TEXT PROVIDED:
"""

FROM January 2011
Once, a group of tourists were asked what came to mind when they heard the word “Harlem”: some said “music” and the others said “riots.” The connection between the two is a story for another time. This Harlem mixtape is born of our own free associations: For DJ Rupture, Francophone songs sold by scowling Africans along 116th, or old soul and R&B memories being hawked alongside the now-thing bootlegs across 125th; for Sharifa Rhodes-Pitts, church sounds tumbling onto the streets and distorted strains of jazz heard from a boombox carted around by a wandering neighbor.
This mix is titled “Harlem Is Nowhere”, after Sharifa’s book which, in turn, borrows the phrase from a 1948 essay by Ralph Ellison. We decided not to limit ourselves to music made in Harlem; the book is in part concerned with the metaphorical power of the place, as well as what it means to live in a place that is a metaphor – “the Harlems of America,” as the old saw goes. Excerpts from Harlem Is Nowhere are interspersed throughout the mix, along with African rap, disembodied phone calls, and Gil Scott Heron’s time-damaged voice. (He made his debut with an album set at the black Mecca’s crossroads: “Small Talk at 125th and Lenox.”) Some of the songs are super-local: Timeblind’s “Rastabomba” is built around a back-to-nature rant broadcast on a Harlem pirate radio station; others go far afield, like the elegiac atmospheres from Richard Skelton of Lancashire, UK. Certain songs reference Harlem directly, with Jennie C. Jones’s sound collage, “You Make Me Feel Like 100 Billie Holiday Songs,” evoking the speakeasies and buffet flats of West 133rd Street’s “Jungle Alley,” where the singer got her start. NYC rappers Das Racist play the dozens like nobody’s business, and the panoramic storytelling of Seattle-based Shabazz Palaces conjured up one of the many vibes we’ve felt this neighborhood transmit over the years. We first arrived in Harlem through books and poetry and music; a Harlem of dreams. The street-level view came later. Listening to and walking through this city-within-a-city requires having one’s ears to the ground and eyes to its expansive sky. If Harlem is a “nowhere” in the sense of a utopia, we hope to slip – via the music – into that location.

"""

DATASET EXCERPT:
"""

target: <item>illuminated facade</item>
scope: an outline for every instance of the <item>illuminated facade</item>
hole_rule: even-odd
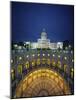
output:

"""

OBJECTIVES:
**a)** In the text about the Harlem mixtape, what 1948 work does the phrase "Harlem Is Nowhere" come from?
**b)** Using the text about the Harlem mixtape, explain in one to three sentences why the mix does not include only music made in Harlem.
**c)** Write out the part of the text about the Harlem mixtape starting at "FROM January 2011" and ending at "a wandering neighbor.", and swap "tourists" for "visitors".

OUTPUTS:
**a)** It comes from a 1948 essay by Ralph Ellison.

**b)** The book that the mix is named after is partly concerned with the metaphorical power of Harlem. It also deals with what it means to live in a place that is a metaphor, so the mix reaches beyond music made in Harlem itself.

**c)**
FROM January 2011
Once, a group of visitors were asked what came to mind when they heard the word “Harlem”: some said “music” and the others said “riots.” The connection between the two is a story for another time. This Harlem mixtape is born of our own free associations: For DJ Rupture, Francophone songs sold by scowling Africans along 116th, or old soul and R&B memories being hawked alongside the now-thing bootlegs across 125th; for Sharifa Rhodes-Pitts, church sounds tumbling onto the streets and distorted strains of jazz heard from a boombox carted around by a wandering neighbor.